[Task brief] Here is the task for the records below: repeat exactly the lines from the one with "Please spot the overcast" to the one with "Please spot the asphalt", both included, and nothing else.

[Input for this task]
━━━━
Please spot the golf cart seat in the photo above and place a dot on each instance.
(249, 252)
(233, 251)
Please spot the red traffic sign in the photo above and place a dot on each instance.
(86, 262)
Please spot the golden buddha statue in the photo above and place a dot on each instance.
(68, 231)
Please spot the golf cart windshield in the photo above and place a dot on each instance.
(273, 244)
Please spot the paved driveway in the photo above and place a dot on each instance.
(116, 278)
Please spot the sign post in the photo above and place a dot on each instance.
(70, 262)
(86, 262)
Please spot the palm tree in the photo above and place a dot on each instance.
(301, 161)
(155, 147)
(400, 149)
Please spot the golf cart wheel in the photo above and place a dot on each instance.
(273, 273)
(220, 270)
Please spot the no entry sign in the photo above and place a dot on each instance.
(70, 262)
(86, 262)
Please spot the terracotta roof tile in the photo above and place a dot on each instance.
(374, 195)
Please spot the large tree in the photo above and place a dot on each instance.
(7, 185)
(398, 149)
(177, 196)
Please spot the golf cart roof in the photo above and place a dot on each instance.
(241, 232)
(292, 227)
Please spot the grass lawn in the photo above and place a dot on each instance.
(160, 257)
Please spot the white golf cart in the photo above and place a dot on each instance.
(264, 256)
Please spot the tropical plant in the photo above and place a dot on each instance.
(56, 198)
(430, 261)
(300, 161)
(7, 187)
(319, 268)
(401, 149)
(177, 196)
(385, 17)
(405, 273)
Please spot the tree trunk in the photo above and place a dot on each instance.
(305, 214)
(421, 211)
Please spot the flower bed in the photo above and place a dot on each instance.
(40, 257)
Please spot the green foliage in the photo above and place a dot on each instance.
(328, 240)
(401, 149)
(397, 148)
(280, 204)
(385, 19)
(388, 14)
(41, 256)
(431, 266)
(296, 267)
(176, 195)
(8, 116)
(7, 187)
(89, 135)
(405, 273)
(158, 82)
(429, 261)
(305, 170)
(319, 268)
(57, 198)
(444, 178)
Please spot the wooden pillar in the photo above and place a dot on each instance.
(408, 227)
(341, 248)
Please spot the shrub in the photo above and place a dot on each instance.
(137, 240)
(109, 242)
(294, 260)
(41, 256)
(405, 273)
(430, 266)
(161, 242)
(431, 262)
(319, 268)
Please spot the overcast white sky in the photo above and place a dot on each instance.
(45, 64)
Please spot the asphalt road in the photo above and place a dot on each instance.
━━━━
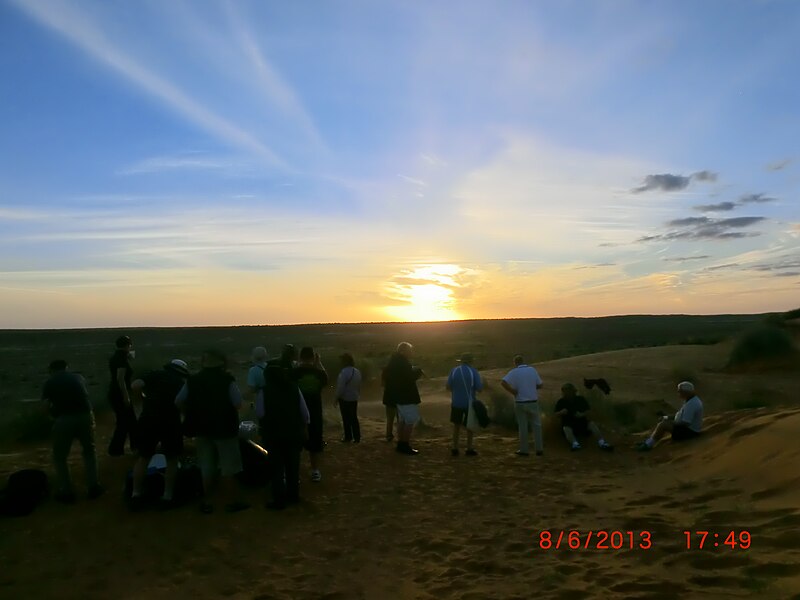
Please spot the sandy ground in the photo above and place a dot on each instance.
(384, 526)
━━━━
[Written response]
Please spot the overcast white sky in the photo above and place a dot on each instance.
(45, 64)
Please spot the asphalt road in the photo above and place a dot on each instance.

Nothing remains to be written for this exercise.